LIST OF TASKS >>
**a.** Answer these from the surrogacy abstract:
(i) In which country do the German couples described employ surrogates?
(ii) For how long has Eastern Europe often been a last bastion of hope for German couples who want children?
(iii) With whose help have many German couples been able to have their own biological children?
**b.** List the kinds of realms, named by their descriptive words, that the surrogacy abstract says the author will explore within the reproductive uncertainties.

PROVIDED TEXT >>
Paper short abstract:

This paper will address the uncertainties of reproduction amongst married couples in Germany. Drawing on ethnographic examples of German couples that employ surrogates in Ukraine, the paper will demonstrate the ways in which biologically-oriented bodily disorders present prerequisites for the reinventing of social order.

Paper long abstract:

For the last decade, Eastern Europe has often become a last bastion of hope for German couples that want to have children, but are unable to do so the natural way. In Ukraine, both extra-corporal insemination and surrogacy services are cheaper than in many other countries and, on the contrary to Germany, they are considered legal in Ukraine as well. Hence, many German couples, with the help of lawyers and non-government related agencies in both countries, have been able to make their dreams of having their own biological children come true, in spite of their personal traumatic experiences of reproductive ruptures. Drawing on ethnographic examples that illustrate the differences of 'having a child' and 'giving birth to a child', I will explore the ways in which biological and non-biological constituents correlate with that distinction. By taking the distinctive understandings of, and meanings for, being biological parents and surrogates into account, I will explore the unsettling biological, social, economic and cross-cultural realms comprised within those reproductive uncertainties, their boundaries and related intersubjectivities. My paper will argue that both biological and non-biological constituents inherent in those reproductive technologies, procedures and its related processes shift from understandings of bodily disorders to the reinventing of social order across national boundaries.

(Referring expression pointing data)
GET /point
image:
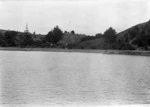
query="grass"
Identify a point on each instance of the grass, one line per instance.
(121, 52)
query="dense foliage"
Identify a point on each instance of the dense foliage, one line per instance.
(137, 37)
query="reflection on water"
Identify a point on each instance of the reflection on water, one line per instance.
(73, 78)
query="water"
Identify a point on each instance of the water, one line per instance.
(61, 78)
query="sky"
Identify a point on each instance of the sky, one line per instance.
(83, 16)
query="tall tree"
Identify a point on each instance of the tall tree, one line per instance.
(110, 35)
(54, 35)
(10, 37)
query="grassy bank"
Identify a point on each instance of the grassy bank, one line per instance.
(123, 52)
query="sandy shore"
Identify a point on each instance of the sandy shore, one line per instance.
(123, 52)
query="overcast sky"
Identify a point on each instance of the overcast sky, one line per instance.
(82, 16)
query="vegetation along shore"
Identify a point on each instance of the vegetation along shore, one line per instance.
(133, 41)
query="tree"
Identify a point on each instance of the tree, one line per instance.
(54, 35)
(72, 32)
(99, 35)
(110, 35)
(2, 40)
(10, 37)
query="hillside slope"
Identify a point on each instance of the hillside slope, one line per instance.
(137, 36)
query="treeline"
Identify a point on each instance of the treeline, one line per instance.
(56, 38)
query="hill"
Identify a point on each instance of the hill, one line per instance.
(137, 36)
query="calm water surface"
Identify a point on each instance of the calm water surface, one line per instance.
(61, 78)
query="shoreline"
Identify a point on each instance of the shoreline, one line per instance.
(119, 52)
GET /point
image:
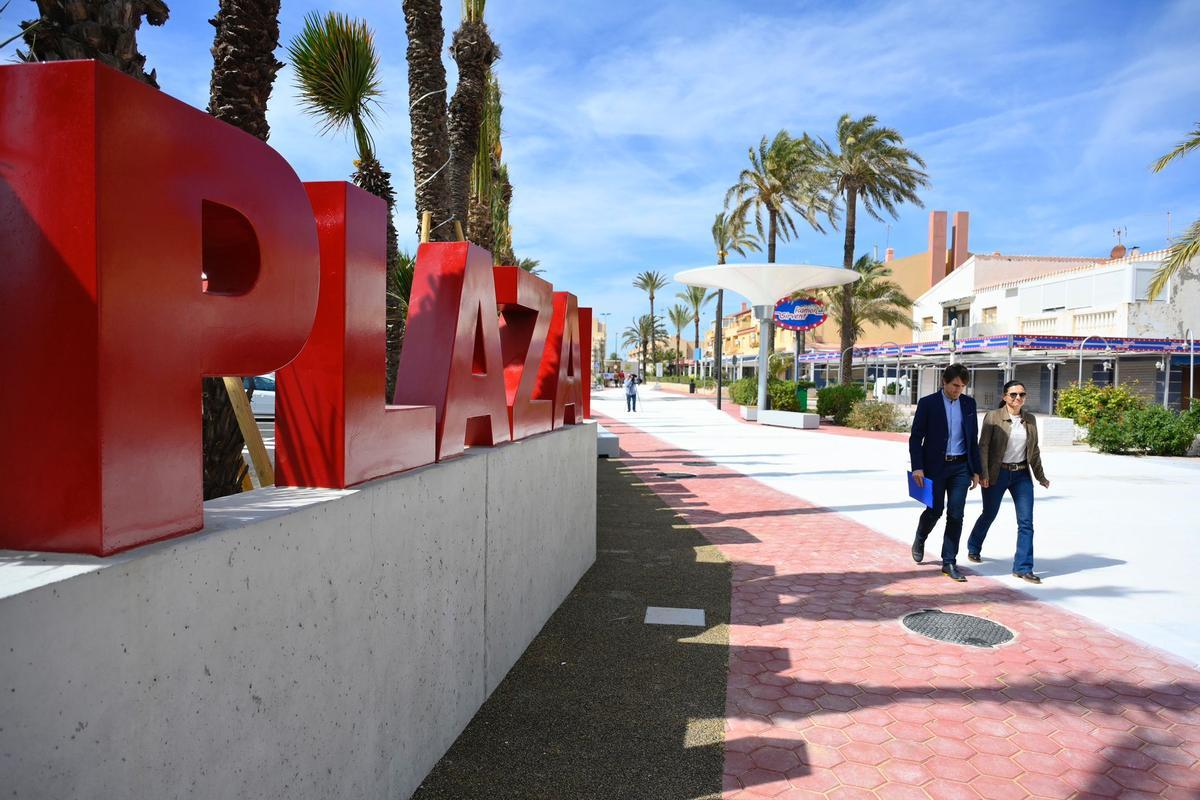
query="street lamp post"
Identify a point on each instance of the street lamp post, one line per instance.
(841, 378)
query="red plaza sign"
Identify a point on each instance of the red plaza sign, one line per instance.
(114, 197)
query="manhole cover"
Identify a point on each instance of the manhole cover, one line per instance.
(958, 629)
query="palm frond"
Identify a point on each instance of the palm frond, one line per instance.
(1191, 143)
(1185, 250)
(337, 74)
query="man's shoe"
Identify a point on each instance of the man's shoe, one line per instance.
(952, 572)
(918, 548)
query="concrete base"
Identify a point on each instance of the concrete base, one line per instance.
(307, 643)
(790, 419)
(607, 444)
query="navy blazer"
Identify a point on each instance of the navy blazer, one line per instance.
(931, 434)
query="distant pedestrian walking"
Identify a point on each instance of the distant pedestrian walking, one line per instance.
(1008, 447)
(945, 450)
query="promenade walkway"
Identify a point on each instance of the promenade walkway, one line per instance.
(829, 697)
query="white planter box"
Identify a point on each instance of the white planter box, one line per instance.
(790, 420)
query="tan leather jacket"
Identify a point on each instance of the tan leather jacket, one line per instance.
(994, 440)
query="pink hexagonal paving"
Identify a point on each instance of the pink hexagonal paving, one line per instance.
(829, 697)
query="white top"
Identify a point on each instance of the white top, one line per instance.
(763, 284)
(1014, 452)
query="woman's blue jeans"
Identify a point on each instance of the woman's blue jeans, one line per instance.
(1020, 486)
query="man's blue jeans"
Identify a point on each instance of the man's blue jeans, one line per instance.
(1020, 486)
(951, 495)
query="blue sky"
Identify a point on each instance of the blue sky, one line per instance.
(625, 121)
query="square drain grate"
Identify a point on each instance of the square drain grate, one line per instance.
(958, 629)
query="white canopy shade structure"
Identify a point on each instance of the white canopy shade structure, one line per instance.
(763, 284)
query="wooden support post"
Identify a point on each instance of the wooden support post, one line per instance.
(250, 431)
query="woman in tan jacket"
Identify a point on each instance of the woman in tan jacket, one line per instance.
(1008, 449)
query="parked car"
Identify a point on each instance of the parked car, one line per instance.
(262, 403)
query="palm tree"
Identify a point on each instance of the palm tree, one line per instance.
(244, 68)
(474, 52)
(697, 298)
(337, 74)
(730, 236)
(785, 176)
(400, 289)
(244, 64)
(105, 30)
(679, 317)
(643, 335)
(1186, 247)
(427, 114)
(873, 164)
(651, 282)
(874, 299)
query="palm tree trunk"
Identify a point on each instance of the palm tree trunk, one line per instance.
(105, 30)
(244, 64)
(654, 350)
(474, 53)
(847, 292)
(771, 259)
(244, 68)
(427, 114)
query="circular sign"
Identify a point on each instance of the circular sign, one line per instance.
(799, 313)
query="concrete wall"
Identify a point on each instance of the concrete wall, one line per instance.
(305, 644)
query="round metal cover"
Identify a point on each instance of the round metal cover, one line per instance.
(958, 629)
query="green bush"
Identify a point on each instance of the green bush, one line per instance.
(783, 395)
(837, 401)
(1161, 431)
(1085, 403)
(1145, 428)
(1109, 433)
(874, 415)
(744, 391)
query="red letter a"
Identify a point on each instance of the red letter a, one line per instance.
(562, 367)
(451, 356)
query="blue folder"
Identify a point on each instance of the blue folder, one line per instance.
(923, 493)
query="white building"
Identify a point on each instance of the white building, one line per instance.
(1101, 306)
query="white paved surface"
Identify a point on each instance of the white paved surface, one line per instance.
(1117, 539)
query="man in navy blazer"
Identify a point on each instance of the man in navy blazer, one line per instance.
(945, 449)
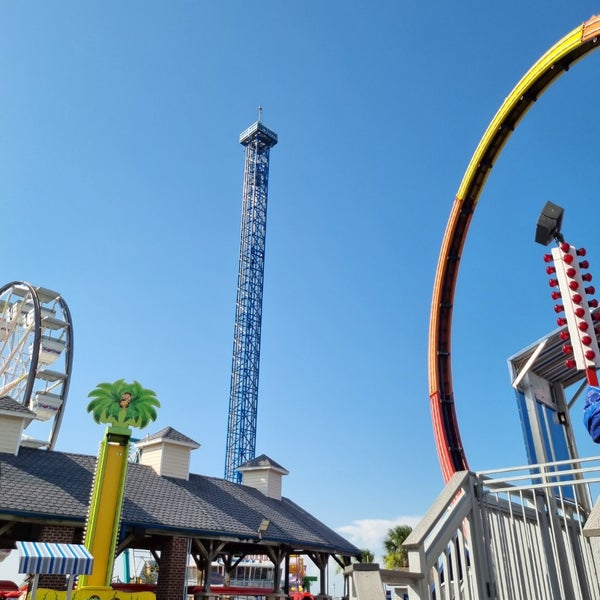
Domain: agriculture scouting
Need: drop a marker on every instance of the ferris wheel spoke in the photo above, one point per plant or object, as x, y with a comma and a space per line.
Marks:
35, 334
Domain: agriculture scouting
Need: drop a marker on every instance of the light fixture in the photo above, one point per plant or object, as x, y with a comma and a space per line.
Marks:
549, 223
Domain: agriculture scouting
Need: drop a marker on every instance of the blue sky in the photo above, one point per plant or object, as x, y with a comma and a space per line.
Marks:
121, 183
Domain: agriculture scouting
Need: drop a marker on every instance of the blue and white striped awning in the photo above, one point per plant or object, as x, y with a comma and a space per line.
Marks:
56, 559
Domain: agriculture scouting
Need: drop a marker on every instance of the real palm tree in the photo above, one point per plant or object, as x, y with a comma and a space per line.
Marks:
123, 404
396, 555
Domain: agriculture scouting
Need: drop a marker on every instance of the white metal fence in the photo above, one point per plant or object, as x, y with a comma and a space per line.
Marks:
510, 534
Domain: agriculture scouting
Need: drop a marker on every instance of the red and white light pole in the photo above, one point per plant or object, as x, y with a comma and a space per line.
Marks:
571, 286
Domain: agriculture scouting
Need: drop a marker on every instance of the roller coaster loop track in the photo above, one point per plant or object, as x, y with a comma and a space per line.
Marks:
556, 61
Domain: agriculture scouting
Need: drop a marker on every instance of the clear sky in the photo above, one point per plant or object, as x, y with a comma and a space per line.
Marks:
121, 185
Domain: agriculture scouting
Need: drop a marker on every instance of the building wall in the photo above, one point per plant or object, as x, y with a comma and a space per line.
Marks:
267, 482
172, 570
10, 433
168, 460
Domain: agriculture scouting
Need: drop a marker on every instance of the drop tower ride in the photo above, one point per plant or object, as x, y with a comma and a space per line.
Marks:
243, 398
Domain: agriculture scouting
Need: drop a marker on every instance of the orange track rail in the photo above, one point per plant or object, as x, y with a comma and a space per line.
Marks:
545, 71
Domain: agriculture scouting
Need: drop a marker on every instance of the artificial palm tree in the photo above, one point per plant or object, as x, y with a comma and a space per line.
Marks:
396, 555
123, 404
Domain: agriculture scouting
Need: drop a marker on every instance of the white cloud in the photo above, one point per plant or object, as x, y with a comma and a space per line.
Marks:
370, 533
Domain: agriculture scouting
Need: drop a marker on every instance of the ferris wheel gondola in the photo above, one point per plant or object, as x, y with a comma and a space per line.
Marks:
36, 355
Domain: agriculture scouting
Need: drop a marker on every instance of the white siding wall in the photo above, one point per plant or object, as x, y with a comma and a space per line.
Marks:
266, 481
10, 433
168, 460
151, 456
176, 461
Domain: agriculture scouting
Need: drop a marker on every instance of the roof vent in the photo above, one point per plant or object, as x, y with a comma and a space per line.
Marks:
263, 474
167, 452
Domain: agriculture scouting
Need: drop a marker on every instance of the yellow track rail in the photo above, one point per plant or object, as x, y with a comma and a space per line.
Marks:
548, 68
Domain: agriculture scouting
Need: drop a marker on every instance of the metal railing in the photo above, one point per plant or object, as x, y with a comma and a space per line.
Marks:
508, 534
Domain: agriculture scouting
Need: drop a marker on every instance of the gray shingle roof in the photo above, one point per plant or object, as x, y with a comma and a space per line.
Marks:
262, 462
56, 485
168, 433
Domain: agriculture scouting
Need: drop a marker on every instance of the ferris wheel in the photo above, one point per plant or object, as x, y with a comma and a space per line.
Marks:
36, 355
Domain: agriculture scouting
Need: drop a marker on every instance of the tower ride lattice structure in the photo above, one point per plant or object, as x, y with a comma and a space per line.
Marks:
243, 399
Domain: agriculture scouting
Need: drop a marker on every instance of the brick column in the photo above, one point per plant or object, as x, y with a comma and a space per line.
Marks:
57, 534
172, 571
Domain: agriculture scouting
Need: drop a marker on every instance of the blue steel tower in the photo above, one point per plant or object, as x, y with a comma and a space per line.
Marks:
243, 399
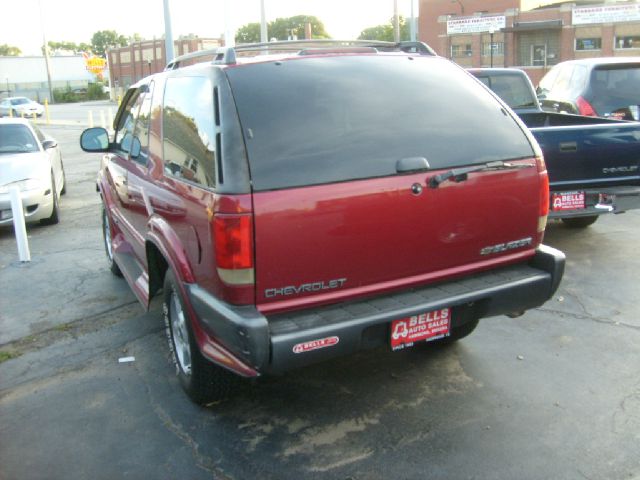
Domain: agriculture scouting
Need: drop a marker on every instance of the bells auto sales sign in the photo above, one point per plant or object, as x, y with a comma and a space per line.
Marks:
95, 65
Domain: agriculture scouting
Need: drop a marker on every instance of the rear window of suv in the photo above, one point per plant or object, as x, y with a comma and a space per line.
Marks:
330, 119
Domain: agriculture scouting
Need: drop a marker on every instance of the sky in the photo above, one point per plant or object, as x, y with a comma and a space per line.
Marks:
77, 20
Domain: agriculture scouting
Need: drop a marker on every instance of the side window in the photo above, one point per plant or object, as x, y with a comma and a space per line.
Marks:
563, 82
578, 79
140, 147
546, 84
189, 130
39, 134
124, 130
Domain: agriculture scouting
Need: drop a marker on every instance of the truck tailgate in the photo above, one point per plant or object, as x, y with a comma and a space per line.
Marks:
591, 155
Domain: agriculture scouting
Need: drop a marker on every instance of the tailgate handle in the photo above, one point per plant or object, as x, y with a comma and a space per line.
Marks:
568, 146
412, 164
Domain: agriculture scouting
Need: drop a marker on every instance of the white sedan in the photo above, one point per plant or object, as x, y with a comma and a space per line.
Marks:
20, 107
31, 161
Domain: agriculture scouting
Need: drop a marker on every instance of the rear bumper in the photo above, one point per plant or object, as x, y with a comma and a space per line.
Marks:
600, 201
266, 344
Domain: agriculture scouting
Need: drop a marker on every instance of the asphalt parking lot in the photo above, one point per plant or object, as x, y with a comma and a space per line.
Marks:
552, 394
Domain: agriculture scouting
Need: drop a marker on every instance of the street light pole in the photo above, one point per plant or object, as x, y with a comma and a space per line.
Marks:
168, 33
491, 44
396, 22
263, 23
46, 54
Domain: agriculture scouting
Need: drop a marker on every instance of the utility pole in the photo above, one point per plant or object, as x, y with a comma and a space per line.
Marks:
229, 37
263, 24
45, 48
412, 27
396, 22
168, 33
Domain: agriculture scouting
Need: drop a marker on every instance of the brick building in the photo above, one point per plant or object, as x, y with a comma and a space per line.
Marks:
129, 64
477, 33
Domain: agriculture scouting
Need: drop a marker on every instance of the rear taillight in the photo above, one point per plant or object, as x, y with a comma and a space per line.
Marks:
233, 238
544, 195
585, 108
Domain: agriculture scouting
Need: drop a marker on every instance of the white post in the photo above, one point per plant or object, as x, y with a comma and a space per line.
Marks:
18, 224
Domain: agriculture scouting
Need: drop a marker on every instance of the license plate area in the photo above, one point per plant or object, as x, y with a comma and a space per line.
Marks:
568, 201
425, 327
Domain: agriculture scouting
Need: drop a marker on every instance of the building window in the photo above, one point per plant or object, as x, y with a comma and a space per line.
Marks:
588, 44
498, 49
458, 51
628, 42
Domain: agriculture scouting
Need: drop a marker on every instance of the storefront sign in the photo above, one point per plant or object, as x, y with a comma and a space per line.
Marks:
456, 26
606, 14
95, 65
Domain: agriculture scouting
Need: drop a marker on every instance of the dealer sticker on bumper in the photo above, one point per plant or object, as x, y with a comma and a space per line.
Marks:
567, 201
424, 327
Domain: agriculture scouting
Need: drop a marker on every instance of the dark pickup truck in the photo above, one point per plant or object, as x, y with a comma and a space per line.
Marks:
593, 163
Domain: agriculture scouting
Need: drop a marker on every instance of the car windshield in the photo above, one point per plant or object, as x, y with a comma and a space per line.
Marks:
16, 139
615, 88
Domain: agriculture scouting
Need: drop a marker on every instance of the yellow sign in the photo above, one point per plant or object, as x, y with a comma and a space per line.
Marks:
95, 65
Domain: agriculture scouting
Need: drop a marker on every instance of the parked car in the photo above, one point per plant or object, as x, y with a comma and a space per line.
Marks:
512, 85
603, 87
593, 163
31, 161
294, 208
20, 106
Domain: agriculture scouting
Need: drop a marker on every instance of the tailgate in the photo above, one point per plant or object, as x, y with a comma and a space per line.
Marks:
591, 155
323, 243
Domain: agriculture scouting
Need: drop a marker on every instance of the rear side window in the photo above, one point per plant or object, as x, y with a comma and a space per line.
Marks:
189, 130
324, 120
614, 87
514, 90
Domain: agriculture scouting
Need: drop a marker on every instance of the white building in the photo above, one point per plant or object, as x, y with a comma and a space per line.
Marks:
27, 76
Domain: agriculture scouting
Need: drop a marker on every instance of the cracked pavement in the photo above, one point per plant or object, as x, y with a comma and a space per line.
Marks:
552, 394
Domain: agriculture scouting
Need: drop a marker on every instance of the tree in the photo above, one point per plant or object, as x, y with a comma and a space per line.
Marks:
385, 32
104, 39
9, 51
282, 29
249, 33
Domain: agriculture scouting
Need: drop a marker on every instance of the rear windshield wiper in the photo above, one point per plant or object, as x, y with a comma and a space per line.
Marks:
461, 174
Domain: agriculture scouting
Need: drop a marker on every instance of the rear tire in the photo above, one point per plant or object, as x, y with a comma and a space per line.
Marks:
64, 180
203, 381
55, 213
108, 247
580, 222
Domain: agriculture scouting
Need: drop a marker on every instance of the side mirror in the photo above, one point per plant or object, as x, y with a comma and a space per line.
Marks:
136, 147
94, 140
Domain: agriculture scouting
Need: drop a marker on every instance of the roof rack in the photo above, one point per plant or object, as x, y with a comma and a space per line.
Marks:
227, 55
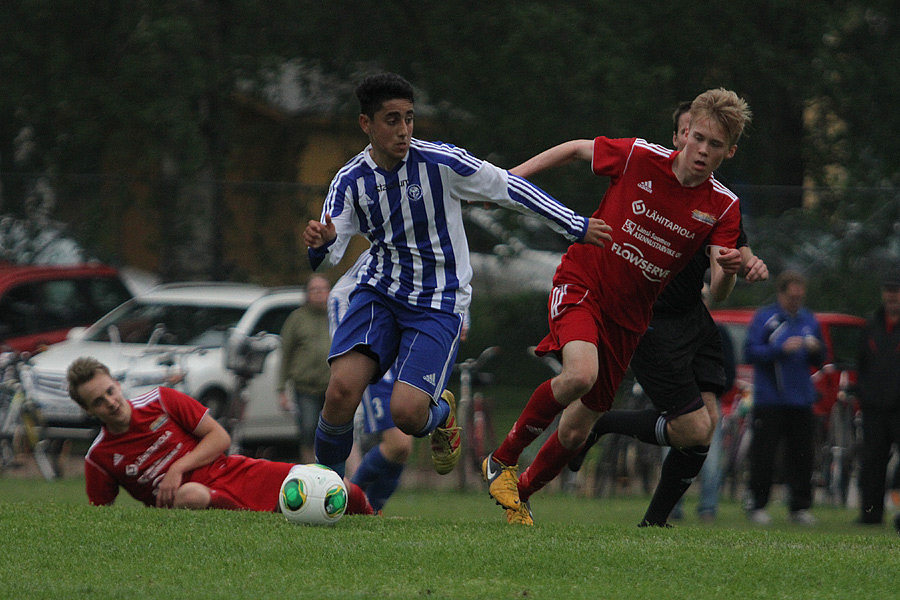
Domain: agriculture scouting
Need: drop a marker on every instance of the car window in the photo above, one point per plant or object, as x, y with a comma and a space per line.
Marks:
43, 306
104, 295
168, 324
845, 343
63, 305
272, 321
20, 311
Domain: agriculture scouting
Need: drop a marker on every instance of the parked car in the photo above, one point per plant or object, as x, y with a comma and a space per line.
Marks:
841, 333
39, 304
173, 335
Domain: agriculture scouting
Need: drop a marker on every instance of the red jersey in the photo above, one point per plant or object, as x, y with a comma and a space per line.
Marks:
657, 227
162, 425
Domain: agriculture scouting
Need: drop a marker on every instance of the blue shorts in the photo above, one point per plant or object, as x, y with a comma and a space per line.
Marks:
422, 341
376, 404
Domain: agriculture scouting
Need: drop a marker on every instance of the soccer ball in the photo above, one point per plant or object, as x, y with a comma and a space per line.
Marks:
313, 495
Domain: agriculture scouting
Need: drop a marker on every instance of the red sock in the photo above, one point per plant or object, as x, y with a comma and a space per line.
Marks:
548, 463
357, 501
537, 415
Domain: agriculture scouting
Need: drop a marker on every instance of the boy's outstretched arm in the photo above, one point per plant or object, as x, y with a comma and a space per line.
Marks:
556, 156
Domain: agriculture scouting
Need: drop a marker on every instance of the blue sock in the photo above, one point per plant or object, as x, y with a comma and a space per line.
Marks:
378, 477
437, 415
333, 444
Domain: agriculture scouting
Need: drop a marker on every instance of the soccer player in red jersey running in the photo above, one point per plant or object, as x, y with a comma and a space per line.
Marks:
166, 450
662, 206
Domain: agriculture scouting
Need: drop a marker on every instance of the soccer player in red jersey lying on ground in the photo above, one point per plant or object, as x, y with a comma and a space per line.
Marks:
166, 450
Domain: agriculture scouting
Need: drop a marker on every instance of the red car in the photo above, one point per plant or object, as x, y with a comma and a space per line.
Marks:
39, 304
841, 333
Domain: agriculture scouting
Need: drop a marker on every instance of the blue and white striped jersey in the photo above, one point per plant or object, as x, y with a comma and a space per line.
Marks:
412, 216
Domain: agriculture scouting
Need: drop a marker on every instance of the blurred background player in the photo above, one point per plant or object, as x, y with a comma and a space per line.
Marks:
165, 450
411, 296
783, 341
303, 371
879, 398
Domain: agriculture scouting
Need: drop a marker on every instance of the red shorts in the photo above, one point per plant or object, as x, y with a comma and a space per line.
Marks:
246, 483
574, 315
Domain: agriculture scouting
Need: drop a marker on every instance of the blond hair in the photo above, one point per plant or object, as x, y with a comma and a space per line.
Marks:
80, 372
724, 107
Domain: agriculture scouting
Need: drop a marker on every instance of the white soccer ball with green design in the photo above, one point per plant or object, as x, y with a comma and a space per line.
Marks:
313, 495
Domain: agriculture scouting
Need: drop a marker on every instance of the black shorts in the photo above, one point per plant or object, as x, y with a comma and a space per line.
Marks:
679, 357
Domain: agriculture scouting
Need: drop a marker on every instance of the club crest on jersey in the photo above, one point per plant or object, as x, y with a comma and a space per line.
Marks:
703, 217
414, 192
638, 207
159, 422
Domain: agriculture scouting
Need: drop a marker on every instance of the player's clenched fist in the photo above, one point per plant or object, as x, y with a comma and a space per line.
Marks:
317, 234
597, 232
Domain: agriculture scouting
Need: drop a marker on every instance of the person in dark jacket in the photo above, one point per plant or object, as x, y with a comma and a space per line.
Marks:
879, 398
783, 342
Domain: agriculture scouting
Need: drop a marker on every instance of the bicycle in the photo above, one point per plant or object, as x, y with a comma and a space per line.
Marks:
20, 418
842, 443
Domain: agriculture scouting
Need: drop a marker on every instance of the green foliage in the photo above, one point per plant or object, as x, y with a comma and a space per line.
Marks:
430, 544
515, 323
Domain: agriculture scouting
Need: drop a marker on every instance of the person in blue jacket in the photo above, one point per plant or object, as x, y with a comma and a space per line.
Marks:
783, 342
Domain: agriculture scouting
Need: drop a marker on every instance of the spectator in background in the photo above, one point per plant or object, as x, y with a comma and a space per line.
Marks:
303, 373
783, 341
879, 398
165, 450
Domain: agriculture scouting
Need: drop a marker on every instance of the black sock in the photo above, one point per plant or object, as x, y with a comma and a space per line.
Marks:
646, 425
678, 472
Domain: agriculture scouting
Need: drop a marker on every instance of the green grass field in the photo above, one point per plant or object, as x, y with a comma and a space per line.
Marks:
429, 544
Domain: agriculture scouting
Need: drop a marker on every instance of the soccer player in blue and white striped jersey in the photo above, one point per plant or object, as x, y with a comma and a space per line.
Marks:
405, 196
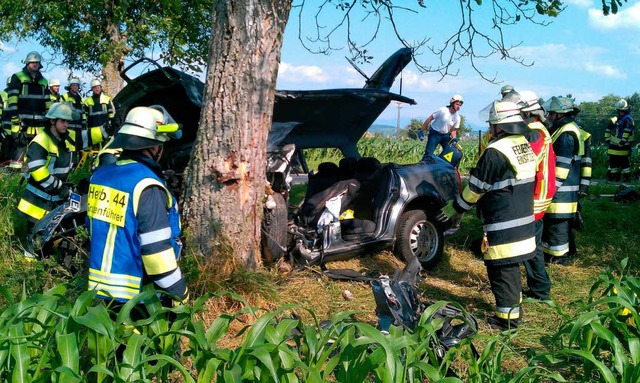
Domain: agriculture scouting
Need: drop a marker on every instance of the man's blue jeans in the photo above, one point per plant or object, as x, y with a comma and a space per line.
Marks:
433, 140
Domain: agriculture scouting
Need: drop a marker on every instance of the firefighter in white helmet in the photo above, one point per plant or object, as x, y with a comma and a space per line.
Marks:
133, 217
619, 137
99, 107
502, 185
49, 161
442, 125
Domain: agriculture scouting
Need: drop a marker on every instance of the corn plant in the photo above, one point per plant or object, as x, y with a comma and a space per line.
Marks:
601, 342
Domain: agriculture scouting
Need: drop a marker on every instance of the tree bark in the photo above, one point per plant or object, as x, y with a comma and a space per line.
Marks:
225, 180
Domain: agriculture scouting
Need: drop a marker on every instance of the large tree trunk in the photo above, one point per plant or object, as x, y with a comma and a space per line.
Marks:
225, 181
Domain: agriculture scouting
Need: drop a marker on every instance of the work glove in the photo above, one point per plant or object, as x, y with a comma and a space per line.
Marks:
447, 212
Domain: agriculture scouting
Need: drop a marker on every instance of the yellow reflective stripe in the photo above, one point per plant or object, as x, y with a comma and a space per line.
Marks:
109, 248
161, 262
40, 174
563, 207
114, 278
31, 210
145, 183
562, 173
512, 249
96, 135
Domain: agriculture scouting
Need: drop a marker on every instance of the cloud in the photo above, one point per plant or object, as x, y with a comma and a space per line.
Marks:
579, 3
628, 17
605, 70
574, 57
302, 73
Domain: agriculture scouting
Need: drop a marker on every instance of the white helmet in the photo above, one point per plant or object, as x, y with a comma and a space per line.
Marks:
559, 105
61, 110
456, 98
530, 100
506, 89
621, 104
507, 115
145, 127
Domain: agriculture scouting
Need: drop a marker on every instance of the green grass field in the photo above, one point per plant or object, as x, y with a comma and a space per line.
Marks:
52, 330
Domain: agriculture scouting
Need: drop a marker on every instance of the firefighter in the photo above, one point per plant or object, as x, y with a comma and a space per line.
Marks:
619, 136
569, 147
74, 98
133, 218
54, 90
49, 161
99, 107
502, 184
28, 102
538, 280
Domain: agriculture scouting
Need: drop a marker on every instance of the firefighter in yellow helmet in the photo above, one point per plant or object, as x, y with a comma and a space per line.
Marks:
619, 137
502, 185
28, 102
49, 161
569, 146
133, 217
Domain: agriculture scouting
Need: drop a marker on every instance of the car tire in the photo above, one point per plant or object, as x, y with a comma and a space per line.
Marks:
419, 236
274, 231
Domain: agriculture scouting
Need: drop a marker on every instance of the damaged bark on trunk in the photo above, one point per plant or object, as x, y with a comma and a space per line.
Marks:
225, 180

RESULTS OF THE TASKS >>
**a.**
(i) Ukraine
(ii) The last decade
(iii) Lawyers and non-government related agencies in both countries

**b.** Biological, social, economic, cross-cultural